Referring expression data

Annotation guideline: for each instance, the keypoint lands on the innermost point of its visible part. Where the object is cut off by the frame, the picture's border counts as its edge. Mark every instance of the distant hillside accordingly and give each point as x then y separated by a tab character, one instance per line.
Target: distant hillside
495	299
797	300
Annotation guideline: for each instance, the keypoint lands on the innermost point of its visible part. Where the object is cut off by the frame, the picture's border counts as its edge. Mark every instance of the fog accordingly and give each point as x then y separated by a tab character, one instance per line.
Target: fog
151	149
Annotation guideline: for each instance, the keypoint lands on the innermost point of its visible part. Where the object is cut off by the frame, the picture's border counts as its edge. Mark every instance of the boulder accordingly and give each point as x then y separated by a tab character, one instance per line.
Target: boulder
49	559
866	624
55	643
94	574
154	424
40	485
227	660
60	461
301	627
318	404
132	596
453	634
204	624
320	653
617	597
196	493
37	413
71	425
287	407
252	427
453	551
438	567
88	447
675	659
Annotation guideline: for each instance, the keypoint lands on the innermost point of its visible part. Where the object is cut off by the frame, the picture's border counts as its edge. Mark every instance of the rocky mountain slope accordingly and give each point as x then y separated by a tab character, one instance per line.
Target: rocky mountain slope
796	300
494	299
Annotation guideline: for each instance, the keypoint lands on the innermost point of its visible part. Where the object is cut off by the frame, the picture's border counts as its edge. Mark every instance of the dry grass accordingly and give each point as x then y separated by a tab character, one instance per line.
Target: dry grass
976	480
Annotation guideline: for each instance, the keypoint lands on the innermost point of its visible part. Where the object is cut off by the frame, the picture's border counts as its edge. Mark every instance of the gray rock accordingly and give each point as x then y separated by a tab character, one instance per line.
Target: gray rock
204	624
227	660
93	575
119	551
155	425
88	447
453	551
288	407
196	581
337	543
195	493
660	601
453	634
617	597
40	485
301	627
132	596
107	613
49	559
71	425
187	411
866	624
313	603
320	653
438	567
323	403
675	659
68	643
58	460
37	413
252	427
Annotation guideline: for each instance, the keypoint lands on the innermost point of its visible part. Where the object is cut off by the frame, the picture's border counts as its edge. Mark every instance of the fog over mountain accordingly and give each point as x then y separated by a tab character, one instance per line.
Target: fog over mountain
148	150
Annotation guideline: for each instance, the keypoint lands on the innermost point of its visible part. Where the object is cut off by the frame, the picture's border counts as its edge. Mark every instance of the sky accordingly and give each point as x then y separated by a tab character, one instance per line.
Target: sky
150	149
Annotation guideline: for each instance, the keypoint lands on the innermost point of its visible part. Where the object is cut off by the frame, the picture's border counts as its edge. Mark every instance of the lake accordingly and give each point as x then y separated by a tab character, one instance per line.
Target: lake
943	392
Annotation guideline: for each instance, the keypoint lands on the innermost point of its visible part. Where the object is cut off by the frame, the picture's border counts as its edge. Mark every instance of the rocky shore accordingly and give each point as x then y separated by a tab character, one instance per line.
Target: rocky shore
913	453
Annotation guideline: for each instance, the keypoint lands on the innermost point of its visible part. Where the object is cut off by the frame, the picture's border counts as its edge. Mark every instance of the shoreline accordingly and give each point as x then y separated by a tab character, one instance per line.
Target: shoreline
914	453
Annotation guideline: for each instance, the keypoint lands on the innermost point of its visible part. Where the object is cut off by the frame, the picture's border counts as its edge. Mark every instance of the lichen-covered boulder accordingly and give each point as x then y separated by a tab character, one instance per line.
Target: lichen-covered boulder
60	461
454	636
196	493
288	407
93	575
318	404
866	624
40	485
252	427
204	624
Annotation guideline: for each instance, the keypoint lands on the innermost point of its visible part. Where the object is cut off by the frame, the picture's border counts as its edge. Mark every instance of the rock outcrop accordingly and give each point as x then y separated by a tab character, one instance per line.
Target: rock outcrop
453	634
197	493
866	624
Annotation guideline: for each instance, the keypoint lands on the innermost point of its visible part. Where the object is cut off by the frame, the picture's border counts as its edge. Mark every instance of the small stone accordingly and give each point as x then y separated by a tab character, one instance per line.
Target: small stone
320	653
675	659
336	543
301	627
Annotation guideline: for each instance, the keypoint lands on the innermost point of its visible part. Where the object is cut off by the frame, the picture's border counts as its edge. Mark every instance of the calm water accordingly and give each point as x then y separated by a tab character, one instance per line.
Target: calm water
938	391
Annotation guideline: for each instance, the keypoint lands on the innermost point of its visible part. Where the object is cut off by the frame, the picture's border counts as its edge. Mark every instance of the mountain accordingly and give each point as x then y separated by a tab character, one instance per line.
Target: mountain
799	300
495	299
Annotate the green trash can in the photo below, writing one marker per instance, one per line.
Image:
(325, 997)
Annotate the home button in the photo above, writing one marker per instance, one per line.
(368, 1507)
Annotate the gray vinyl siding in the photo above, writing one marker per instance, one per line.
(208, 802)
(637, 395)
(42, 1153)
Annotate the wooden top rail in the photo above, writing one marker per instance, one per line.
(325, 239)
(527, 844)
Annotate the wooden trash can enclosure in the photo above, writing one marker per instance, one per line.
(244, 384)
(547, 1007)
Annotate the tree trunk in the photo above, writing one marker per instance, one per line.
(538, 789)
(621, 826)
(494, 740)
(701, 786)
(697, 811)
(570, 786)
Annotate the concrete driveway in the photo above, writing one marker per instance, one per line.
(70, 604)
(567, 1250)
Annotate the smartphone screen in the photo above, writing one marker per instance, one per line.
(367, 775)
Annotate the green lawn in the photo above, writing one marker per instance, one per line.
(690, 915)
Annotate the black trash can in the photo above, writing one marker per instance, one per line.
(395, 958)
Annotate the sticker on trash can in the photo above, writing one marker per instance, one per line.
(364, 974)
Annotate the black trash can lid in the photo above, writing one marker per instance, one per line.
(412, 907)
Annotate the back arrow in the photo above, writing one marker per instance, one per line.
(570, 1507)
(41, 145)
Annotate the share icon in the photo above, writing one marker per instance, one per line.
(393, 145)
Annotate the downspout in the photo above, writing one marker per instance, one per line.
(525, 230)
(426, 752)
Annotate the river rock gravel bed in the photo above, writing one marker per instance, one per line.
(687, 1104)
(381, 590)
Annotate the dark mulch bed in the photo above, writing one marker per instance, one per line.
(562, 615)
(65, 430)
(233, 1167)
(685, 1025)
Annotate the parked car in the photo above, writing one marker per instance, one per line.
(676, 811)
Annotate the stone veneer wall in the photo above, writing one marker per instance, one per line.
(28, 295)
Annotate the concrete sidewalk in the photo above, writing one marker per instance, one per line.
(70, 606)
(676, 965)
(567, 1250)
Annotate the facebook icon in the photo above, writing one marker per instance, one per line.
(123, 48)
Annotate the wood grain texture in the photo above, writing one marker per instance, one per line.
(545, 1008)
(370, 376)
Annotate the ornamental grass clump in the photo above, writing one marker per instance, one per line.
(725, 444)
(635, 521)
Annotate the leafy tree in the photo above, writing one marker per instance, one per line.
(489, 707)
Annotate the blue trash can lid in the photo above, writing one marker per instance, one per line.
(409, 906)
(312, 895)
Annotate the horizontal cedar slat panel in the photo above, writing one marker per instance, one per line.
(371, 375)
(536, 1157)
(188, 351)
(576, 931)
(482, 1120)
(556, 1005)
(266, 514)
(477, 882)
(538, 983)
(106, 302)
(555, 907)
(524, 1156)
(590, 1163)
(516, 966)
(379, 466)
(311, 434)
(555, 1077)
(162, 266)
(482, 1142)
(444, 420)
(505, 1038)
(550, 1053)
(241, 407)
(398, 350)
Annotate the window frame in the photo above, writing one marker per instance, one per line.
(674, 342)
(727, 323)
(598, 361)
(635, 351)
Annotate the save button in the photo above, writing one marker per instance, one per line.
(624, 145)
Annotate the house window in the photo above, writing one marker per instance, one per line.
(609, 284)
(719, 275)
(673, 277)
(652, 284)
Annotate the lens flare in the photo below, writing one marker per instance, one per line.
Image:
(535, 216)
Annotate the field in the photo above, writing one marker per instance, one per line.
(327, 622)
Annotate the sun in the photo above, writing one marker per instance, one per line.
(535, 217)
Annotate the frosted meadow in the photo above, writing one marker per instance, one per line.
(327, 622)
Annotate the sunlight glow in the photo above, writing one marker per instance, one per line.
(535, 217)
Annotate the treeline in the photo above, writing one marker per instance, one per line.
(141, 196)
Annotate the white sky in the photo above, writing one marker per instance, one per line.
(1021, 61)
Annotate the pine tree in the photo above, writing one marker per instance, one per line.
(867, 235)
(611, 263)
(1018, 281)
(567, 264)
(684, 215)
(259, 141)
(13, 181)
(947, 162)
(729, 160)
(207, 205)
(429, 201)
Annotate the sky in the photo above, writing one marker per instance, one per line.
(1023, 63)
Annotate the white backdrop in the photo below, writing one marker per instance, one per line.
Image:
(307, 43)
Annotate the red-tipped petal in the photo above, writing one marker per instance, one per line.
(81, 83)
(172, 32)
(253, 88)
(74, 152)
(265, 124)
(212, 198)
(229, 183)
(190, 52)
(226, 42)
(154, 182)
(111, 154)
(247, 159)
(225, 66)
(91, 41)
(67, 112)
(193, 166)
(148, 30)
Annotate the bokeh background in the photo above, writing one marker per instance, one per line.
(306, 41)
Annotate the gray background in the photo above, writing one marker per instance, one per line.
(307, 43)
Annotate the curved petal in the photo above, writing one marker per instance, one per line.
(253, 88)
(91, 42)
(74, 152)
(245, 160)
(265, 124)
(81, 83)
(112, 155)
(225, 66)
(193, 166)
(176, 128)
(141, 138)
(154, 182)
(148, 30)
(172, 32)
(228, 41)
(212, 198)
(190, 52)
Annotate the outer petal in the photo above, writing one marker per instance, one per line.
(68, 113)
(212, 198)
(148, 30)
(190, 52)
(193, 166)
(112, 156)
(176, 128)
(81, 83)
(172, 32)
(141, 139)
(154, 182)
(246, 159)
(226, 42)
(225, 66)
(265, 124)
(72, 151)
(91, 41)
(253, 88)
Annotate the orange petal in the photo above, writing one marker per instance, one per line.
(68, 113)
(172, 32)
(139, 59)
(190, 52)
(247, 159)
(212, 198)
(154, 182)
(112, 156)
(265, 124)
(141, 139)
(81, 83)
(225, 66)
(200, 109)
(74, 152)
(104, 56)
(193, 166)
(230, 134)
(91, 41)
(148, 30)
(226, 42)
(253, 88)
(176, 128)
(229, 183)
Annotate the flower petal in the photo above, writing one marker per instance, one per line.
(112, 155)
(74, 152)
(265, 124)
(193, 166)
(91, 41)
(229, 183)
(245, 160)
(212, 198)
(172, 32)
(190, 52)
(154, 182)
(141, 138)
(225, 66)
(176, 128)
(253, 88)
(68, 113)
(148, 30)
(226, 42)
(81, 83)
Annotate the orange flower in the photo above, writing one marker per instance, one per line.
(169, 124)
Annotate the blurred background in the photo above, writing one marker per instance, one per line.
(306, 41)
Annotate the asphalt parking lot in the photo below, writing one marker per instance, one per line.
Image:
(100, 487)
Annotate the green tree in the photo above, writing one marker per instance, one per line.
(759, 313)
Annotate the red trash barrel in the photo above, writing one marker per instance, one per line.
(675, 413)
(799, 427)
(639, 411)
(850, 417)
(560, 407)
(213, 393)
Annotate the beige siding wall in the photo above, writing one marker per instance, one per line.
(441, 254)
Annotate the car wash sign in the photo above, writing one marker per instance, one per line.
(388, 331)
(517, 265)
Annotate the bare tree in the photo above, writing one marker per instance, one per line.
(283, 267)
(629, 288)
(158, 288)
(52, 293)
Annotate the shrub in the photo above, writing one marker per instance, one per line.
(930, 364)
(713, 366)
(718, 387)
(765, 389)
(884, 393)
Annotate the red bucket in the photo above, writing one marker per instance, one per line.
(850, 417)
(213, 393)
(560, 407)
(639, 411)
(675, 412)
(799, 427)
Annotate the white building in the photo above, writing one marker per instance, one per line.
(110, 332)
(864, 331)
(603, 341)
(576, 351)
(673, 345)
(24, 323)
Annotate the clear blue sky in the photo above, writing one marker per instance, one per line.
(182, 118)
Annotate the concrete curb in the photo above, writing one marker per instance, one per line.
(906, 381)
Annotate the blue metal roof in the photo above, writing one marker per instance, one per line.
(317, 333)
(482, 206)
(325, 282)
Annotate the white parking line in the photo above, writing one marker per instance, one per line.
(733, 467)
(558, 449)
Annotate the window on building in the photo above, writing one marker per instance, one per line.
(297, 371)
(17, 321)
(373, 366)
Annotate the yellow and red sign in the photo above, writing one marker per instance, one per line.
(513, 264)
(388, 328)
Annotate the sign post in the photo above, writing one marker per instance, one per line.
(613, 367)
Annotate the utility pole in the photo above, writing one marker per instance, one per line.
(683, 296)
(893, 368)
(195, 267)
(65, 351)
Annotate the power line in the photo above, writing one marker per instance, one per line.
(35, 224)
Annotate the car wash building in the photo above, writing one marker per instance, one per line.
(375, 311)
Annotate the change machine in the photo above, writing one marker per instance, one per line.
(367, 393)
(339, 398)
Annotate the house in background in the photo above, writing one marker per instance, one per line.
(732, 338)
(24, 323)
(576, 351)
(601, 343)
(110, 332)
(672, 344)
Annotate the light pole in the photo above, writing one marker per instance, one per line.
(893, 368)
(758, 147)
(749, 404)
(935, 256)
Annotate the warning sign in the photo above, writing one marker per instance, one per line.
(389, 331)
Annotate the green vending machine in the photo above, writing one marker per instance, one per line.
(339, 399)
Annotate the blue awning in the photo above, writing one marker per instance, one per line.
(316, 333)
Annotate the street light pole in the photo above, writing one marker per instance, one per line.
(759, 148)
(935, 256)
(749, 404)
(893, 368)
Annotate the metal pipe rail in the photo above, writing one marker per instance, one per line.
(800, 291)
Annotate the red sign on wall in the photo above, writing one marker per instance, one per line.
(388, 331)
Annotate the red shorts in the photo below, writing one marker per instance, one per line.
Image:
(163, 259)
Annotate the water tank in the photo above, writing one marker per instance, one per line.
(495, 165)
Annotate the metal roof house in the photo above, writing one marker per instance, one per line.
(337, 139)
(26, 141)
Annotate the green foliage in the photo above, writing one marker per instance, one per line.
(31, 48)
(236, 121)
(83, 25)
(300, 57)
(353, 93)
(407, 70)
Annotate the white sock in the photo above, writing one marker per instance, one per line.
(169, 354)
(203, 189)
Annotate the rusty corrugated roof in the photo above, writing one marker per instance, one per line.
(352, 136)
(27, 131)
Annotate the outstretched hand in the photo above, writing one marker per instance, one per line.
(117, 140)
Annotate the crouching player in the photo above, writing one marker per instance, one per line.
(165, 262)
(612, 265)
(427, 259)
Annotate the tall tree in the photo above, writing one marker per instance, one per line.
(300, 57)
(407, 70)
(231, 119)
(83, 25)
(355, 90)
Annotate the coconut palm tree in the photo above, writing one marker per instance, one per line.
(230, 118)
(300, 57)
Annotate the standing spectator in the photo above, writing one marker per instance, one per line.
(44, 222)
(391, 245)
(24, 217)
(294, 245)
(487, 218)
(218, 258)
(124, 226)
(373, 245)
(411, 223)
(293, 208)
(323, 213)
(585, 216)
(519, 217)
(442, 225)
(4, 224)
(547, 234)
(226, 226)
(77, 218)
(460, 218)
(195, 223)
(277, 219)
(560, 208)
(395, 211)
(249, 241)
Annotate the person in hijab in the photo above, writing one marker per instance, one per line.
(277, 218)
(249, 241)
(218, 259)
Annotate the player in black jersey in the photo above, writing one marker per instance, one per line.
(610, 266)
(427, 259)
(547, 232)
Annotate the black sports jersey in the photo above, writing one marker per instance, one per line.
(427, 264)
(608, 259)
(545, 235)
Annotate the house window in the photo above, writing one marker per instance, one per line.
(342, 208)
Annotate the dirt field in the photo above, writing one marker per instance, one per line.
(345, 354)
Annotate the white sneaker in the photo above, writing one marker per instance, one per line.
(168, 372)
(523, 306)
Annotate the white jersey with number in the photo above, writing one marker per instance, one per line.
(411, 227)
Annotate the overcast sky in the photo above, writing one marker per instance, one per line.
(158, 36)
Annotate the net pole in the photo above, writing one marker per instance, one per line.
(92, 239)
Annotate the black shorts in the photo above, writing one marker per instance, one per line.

Exercise prompt
Look over the records above and say, with no extra words, how many lines include "shorts".

Solved problem
2